**Texto seleccionado**

::::

Pase lo que pase, lo correcto es largarse.
James Joyce
Te encuentras a Fulano por la calle y parece que el tiempo
no haya pasado. Parece que todo sigue igual, incluso te atreverías a decir que
cada uno lleva el mismo abrigo que la última vez que os visteis. Pero la verdad
es otra, cada minuto es un cambio que se va confirmando aunque, para el que
tienes en frente, todo siga todo igual.
Por eso aquel día que nos encontramos frente a la puerta del Hospital Clínico
apenas pudimos apreciar nada más que alguna cana de más y cierta holgura en el
caminar. Atrás quedaba una sesión de quimioterapia y una visita a un padre
desahuciado. Cada uno con lo suyo y nada en lo común. Nos despedimos como
siempre, con la intención de no dejar pasar demasiado tiempo. Pero los dos
sabíamos que aquella despedida al uso no era más que una cortesía de salón,
acuñada a través de los años de idas y venidas. Pero estos encuentros casi
siempre tienen algo de extraño, por unos
minutos puedes imaginarte una vida distinta y entonces, sin casi querer,
piensas que la quimioterapia es cosa de otro, que la demencia del padre es una
cuestión transitoria y que volverá a conocer en cuanto cruce el umbral.
Pero llegas dos esquinas más allá, y colocas la mano sobre la cadera y sabes
que ese dolorcillo que ya no te abandona nunca no es cosa de un otoño tonto,
sino de la vida a veces un tanto perra,
esa que otros no ven porque la llevas por dentro. Y sigues caminando, pensando que quizá otro
día, cuando te encuentres con Fulano o con Zutano, reconocerás el abrigo una
vez más y por un segundo cabrá la posibilidad de que todo sea distinto, aunque
de antemano sepas que solo tendrás que esperar a llegar a la siguiente esquina
para que todo vuelva a ser lo que es.

::::

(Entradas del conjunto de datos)
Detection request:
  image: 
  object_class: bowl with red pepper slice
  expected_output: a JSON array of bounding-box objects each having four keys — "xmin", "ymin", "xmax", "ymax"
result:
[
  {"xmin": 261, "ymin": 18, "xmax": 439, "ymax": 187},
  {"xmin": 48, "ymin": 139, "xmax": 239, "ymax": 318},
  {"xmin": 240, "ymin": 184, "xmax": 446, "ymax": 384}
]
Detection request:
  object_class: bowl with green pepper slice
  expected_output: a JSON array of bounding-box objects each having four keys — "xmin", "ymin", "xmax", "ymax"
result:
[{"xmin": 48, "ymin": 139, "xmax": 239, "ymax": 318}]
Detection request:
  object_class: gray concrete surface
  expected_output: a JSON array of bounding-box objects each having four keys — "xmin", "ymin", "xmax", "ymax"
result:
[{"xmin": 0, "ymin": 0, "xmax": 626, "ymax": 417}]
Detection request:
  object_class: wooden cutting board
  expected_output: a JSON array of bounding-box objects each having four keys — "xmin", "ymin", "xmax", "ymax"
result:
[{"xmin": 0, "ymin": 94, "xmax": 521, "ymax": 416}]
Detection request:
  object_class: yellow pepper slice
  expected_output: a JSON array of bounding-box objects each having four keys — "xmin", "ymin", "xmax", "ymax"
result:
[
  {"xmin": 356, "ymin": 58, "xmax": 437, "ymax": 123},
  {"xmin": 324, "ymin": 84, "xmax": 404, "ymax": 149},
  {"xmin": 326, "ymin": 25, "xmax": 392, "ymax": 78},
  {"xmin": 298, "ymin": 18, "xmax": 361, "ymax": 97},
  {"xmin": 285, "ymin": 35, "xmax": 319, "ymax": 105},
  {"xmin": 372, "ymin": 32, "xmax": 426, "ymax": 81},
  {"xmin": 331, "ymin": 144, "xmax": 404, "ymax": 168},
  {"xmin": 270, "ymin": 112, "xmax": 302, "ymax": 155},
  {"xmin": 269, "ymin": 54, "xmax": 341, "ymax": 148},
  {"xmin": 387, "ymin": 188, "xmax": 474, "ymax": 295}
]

::::

**Ejercicios**
#1 Reescribe, por favor, el pasaje del texto seleccionado que empieza en "Pase lo que" y termina en "siga todo igual.", poniendo "sombrero" en lugar de "abrigo".
#2 Contesta estas preguntas sobre el texto seleccionado.
(a) ¿A quién se atribuye la cita del comienzo?
(b) ¿Delante de qué puerta tiene lugar el encuentro?
(c) ¿Sobre qué parte del cuerpo se coloca la mano al llegar dos esquinas más allá?
Las filas son un material aparte del texto seleccionado.

**Tus respuestas**
#1
Pase lo que pase, lo correcto es largarse.
James Joyce
Te encuentras a Fulano por la calle y parece que el tiempo
no haya pasado. Parece que todo sigue igual, incluso te atreverías a decir que
cada uno lleva el mismo sombrero que la última vez que os visteis. Pero la verdad
es otra, cada minuto es un cambio que se va confirmando aunque, para el que
tienes en frente, todo siga todo igual.

#2
(a) A James Joyce.
(b) Delante de la puerta del Hospital Clínico.
(c) Sobre la cadera.